TASK GOAL. Wherever an image appears in the entries, drop it and reproduce everything else exactly.
MATERIAL SHOWN: Begin
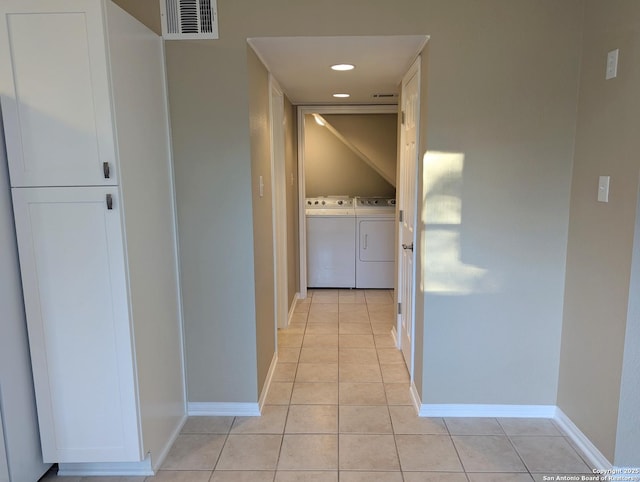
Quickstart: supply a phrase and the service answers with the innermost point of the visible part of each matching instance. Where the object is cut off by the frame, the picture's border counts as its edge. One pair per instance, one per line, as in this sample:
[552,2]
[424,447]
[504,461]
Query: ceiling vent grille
[189,19]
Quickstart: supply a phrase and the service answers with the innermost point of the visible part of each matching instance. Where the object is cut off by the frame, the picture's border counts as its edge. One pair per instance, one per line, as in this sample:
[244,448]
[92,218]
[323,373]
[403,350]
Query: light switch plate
[603,189]
[612,64]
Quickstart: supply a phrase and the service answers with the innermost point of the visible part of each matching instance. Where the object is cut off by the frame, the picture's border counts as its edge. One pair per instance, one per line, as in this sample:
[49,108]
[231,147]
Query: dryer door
[377,240]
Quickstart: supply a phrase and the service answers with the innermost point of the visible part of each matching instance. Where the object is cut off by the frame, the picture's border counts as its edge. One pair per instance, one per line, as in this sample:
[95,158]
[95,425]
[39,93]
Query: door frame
[302,220]
[414,70]
[279,203]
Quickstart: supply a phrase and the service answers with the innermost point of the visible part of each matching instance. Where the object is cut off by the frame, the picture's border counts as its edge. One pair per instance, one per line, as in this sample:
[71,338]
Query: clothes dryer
[376,238]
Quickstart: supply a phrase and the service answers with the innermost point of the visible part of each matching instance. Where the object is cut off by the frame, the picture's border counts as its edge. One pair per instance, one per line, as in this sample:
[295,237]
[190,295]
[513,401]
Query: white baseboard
[130,469]
[156,462]
[292,308]
[473,410]
[581,441]
[215,409]
[267,382]
[415,398]
[591,453]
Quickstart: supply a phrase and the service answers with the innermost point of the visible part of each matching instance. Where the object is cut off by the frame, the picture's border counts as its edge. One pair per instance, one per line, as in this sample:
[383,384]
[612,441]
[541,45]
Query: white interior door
[279,202]
[407,200]
[4,466]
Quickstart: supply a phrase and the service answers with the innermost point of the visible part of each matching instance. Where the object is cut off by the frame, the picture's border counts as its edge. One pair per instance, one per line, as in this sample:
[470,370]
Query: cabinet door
[55,93]
[73,275]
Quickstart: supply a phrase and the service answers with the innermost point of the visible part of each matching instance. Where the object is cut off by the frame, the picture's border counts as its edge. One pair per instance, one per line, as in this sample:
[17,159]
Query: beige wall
[332,168]
[146,11]
[499,91]
[374,135]
[601,235]
[260,135]
[291,181]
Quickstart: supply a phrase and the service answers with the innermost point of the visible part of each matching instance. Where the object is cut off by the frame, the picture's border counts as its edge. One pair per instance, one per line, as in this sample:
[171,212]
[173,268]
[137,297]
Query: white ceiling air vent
[384,96]
[189,19]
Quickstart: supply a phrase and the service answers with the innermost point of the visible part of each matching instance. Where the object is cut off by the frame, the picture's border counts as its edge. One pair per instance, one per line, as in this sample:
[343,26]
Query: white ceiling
[302,66]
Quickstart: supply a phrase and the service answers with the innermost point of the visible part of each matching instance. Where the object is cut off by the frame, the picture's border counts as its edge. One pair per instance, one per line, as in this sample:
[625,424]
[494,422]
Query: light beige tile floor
[339,409]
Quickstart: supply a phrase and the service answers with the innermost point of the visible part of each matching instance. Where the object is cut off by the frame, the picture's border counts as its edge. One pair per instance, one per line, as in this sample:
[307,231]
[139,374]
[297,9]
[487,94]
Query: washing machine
[375,242]
[331,242]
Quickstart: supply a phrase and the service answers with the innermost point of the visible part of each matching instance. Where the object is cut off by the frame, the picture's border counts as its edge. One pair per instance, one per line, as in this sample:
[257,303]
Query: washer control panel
[373,202]
[329,202]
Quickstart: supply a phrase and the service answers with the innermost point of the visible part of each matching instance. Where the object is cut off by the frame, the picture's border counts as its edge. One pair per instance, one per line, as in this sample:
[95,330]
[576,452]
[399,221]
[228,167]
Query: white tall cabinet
[87,138]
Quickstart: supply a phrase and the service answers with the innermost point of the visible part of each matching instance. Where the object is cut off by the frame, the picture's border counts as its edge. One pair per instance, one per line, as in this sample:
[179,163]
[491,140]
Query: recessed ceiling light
[319,120]
[343,67]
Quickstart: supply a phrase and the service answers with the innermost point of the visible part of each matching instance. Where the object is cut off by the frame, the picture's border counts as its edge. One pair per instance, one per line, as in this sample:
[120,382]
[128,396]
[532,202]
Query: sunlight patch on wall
[443,270]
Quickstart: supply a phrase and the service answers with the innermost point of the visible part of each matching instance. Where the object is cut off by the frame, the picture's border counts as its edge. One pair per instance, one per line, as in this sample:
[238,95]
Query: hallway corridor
[339,410]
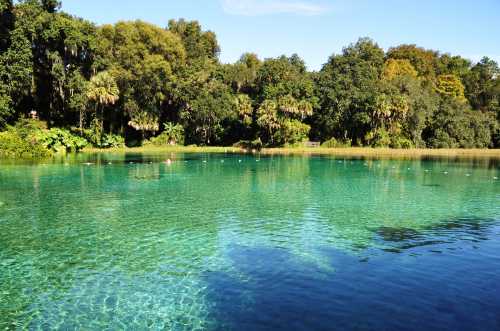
MATERIAL SHOWN: End
ANSWER BELOW.
Quickstart: supply a phrase and the service answers with the innermost point of the visible part of each matching instance. Where the object is cut off by the frame, the picture's border counts as its edge. One pair per instance, one per line, as in this sample:
[552,2]
[424,447]
[504,461]
Query: ceiling vent grille
[189,19]
Quickstart: supply a phrase and the service answers with the innermost point of the visible part of each matching instance. Where the object is cut off by the frame, the picture's border counts as its edge. One pair per instance, one per line, as in this sample:
[244,448]
[92,218]
[323,373]
[403,350]
Query: light switch plate
[603,189]
[612,64]
Quickstart: supply a phrase and the service answers with the innermost point of the visible part of each matching instance. Where the object is cut off by the frame, the picture's border counts as its edge. One pair per instance, one per line, as in this sample:
[49,108]
[231,147]
Query: dryer door
[377,240]
Quickstart: supply a phrase and the service answers with the innermost point of the visible part of each matching instance. Where the object is cut off by the frame, the picture's border counts as its edge. One pair per instance, one per line, as in this sample:
[95,158]
[95,425]
[39,93]
Query: door frame
[302,220]
[414,70]
[279,203]
Quickstart: supply a phrase and the service answers with the innermost point of the visible part of each matching instance. Where the object is cut off by the frame, the picture's border counts as its edge. One pair per instance, one per line, as in this sample:
[71,338]
Query: clothes dryer
[376,238]
Quickstart: supply a phrase and the service answers with the innermost point of the visible part of each matching instance. Where the object is cut off by the frame, the picture's border counts as its edge. One pair per instance, one per line, as in this sample:
[295,237]
[190,295]
[513,401]
Query: white baseboard
[130,469]
[156,462]
[292,308]
[473,410]
[581,441]
[215,409]
[267,382]
[415,398]
[591,453]
Quickstart: supply a phrase and the service answers with the innermost point of the visible part of each matching instance. Where the object is cut off by the frame, the picture's border counts as its edge. One pair per instance, one per line, as in this sample:
[383,384]
[612,441]
[541,45]
Query: white interior door
[279,202]
[407,200]
[4,466]
Quickstart: supply a phrase and the service answers with the innermost point of the visible part of each matching instance. Where the object is cut off by the frame, the picture's border counts as its edge. One pair per instance, one per line, as in this sample:
[470,370]
Query: cabinet door
[55,93]
[73,275]
Quickstart: supply a phrase and the service answers with the innermost point of the visible part of each matching instance. Where the object is cut off by the frame, the picture's border counts as its edge. One pair per instance, one per line, as in this sample:
[17,159]
Query: beige wall
[332,168]
[146,11]
[499,91]
[374,135]
[601,235]
[260,135]
[291,181]
Quickstart: supply a phrase and the service answers with the innermost point of the visible part of each matching instance. Where the object is cut off by the frame, the picture's border counts as its edge. One pair per instance, one per line, as in this sample:
[171,212]
[173,268]
[137,297]
Query: white ceiling air vent
[384,96]
[189,19]
Quickstart: supply a phrase and the service answers with the innermost point of the visible part of each matching instance. Where the object is cut off by the frame, the picture's border counts as its edge. One pair per instance, one per line, as in this sample:
[343,26]
Query: white ceiling
[302,66]
Quickstart: supply a phrase and the service answers with the innermost point of the visible part of each matching instance. Where the object is cut off by the frame, the picture's border counts as its edge. One pair per instance, one per line, as in this sample:
[625,424]
[494,422]
Query: light beige tile floor
[339,409]
Quickstart: supply a phrase and the service answers with the innermost point of the visible part of each matching instance. Where the object is cut off by the frame, the picture's border counts as its edge. One pair per instance, one per line, as in this sample:
[307,231]
[139,374]
[297,9]
[487,94]
Query: washing machine
[375,242]
[331,242]
Quickstart: supply a phrase and the service answers with the innermost point of the visible part of each matching instance. Where the object is cut off by the frame, the picture's border counts as its edge. One pair per instance, one per line, as in this sample:
[257,303]
Query: washer control panel
[373,202]
[329,202]
Quickstart: supply a phrase and the service answers with the innermost point of the visible part of each matching instance. Where the object is cut off by the frame, the picture's border counts as its edge. One pair per instance, one per line, as in this sample:
[95,330]
[576,452]
[399,221]
[228,167]
Query: white tall cabinet
[87,138]
Quickstart: supply a phrase and the service answers with the innermost point of the visible part of each matching instance. Where the object is cut off by the frame, the picture's border counts as its edge. One pair per instance, one per line, as in this sample:
[179,163]
[491,140]
Query: recessed ceiling light
[319,120]
[343,67]
Quickstart: supply a phrase and the service answers with the innermost point of the visible part of each matching instance. Where the object is cut off by the frame, the picture's border counts as its edge. One pair per instance, one per line, as in this sample:
[120,382]
[128,396]
[532,202]
Query: sunlight patch on wall
[443,270]
Quickstart: supply a phrase and the service answers with the innermost point of the visible part of each matching instance. Where the object is cut off by the frame, the picture's border counts as its edge. One pair per instance, one per line, as in this sample:
[238,95]
Query: hallway corridor
[339,410]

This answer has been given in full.